---------- ENTRIES PROVIDED ----------

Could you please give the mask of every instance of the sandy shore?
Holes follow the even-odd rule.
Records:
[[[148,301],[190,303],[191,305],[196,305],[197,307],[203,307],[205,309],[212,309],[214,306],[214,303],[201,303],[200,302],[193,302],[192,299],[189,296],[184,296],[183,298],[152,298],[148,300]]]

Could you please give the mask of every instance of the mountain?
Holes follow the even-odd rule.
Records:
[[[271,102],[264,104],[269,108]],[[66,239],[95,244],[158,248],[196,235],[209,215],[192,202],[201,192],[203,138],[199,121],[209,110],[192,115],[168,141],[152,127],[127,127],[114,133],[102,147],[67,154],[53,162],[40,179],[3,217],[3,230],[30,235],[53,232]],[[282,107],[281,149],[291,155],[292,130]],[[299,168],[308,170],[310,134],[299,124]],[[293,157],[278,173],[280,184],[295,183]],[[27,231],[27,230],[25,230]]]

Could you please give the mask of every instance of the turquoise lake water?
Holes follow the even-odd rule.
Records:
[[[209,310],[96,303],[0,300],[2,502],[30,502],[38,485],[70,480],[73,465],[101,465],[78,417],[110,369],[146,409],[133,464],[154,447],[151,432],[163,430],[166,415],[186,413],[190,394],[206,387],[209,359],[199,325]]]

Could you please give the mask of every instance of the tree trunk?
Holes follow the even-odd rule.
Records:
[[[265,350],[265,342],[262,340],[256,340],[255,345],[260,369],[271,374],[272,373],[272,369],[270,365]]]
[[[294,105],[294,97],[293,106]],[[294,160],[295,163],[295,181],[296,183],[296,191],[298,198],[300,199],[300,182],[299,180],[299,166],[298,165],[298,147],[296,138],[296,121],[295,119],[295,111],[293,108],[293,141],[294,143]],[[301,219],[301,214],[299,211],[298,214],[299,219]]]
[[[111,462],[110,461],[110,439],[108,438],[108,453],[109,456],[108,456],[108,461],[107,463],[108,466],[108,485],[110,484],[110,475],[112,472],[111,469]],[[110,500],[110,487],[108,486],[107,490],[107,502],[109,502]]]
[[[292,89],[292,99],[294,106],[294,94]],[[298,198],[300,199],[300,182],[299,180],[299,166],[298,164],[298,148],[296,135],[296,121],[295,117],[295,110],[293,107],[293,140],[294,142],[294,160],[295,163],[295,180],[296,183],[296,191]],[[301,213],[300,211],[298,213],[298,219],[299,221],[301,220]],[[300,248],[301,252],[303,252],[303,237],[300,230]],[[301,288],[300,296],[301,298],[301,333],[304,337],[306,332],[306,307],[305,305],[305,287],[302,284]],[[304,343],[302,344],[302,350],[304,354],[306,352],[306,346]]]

----------
---------- ENTRIES PROVIDED ----------

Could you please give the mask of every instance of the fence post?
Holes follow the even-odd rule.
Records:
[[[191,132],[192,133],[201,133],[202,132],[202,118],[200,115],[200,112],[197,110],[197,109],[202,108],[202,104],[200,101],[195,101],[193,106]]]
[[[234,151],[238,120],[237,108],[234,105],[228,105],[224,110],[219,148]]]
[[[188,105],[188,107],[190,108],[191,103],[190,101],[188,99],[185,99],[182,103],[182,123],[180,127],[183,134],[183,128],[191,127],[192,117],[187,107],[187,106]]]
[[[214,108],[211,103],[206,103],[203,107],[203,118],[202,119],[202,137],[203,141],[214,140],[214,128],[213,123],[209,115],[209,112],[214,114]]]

----------
---------- ENTRIES PROVIDED ----------

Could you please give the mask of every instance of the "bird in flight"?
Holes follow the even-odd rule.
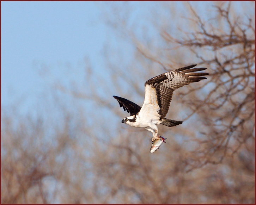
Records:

----------

### DO THIS
Pick out every line in the records above that contains the word "give" and copy those lines. Uppercase and lowercase letters count as different.

### PROBLEM SOLUTION
Could you please give the mask of every instance of the sandy shore?
Could you please give the mask of every instance of the mountain?
Could you please give the mask of every instance of the turquoise lake water?
Could you please give the mask of every instance of the tree trunk?
Could you please give the mask of every instance of the fence post?
Could you please give the mask of every instance of the "bird in flight"?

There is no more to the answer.